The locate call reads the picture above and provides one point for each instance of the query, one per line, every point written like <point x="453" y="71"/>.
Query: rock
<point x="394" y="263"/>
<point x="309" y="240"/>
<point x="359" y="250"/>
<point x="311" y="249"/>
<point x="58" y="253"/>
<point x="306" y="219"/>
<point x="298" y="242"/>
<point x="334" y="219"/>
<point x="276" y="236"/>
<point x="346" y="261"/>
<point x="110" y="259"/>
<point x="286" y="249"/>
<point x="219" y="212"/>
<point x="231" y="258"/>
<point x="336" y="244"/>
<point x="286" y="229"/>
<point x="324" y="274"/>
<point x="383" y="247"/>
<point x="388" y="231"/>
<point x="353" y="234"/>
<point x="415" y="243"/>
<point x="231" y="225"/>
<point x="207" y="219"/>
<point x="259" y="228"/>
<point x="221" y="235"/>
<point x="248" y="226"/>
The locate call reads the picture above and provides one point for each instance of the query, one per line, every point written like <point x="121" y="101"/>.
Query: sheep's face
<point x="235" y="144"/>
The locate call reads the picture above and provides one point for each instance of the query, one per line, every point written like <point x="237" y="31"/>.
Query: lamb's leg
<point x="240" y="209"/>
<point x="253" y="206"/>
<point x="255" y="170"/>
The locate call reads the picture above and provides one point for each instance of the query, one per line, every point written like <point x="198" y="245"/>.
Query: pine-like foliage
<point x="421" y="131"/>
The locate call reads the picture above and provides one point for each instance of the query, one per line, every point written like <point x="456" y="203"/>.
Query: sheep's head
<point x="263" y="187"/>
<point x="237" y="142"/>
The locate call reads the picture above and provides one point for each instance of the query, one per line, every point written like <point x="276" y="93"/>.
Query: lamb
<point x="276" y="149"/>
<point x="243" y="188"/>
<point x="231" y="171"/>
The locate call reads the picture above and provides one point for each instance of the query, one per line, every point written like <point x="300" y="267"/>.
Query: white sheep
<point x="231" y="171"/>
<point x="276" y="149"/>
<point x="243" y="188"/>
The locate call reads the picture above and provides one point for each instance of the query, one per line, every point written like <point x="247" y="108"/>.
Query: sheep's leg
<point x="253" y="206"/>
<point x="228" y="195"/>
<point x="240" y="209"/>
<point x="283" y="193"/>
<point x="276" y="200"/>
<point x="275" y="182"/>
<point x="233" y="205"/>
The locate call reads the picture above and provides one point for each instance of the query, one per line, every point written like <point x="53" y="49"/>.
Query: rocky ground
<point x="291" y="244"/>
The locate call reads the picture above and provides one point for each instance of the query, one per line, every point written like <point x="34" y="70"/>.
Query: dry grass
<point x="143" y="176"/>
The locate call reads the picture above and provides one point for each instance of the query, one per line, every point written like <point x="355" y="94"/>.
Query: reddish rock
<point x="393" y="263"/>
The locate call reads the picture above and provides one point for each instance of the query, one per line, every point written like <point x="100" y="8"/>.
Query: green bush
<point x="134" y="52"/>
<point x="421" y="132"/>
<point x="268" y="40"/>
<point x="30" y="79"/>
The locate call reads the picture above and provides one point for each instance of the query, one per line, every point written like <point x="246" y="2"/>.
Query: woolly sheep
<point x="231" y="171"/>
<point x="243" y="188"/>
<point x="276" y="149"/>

□ □ □ □ □

Return the listing in full, exactly.

The locate call reads the picture above and provides one point for each instance of the query, one per line, every point written like <point x="453" y="71"/>.
Query: rock
<point x="394" y="263"/>
<point x="309" y="240"/>
<point x="359" y="250"/>
<point x="311" y="249"/>
<point x="58" y="253"/>
<point x="306" y="219"/>
<point x="298" y="242"/>
<point x="334" y="219"/>
<point x="276" y="236"/>
<point x="346" y="261"/>
<point x="110" y="259"/>
<point x="286" y="249"/>
<point x="219" y="212"/>
<point x="231" y="258"/>
<point x="336" y="244"/>
<point x="286" y="229"/>
<point x="324" y="274"/>
<point x="383" y="247"/>
<point x="388" y="231"/>
<point x="353" y="234"/>
<point x="415" y="243"/>
<point x="231" y="225"/>
<point x="207" y="219"/>
<point x="259" y="228"/>
<point x="221" y="235"/>
<point x="248" y="226"/>
The locate call reads the picture above and provides one point for each instance of the query, one per line, every point written like <point x="121" y="101"/>.
Query: sheep's face
<point x="235" y="144"/>
The locate call reads the picture above and provides one point for each instance of the query, one per line, every point written like <point x="237" y="31"/>.
Query: lamb's leg
<point x="240" y="209"/>
<point x="253" y="206"/>
<point x="255" y="170"/>
The locate call reads the picture above and provides one point for each instance of the query, one per line, every point written like <point x="198" y="245"/>.
Query: pine-like foliage
<point x="421" y="131"/>
The locate call reads the picture above and provides one point for each instance of the query, one per line, every point written like <point x="456" y="203"/>.
Query: sheep's head
<point x="263" y="187"/>
<point x="237" y="142"/>
The locate call reads the picture above and provides one point for each instance of the query, one per line, every point written like <point x="276" y="93"/>.
Query: lamb
<point x="276" y="149"/>
<point x="243" y="188"/>
<point x="231" y="171"/>
The locate call reads the picture above and provides one point for each instance of the query, one per line, every point written like <point x="300" y="267"/>.
Query: white sheep
<point x="231" y="171"/>
<point x="276" y="149"/>
<point x="243" y="188"/>
The locate call reads the picture above and provides one point for each instance of the query, one per line, every point written like <point x="247" y="108"/>.
Query: sheep's leg
<point x="253" y="206"/>
<point x="228" y="195"/>
<point x="240" y="209"/>
<point x="283" y="193"/>
<point x="276" y="200"/>
<point x="275" y="182"/>
<point x="233" y="205"/>
The locate call reads the picture above and provides one point for each instance of the query, one per line, every point written like <point x="53" y="49"/>.
Query: rocky ground
<point x="291" y="244"/>
The locate call reads the picture above and provides one point for each instance of the query, one per line, every point written like <point x="34" y="70"/>.
Query: dry grass
<point x="143" y="176"/>
The locate call reads the picture above and provides one point for each instance of the query, one per line, every point written like <point x="355" y="94"/>.
Query: reddish rock
<point x="393" y="263"/>
The locate call reads the picture above and provides one point for each instance of the query, one per line, every point written like <point x="100" y="8"/>.
Query: green bush
<point x="134" y="52"/>
<point x="421" y="132"/>
<point x="268" y="40"/>
<point x="30" y="79"/>
The locate call reads the picture above and provides one point for each instance of the query, one per line, every point written like <point x="246" y="2"/>.
Query: woolly sheep
<point x="231" y="171"/>
<point x="243" y="188"/>
<point x="276" y="149"/>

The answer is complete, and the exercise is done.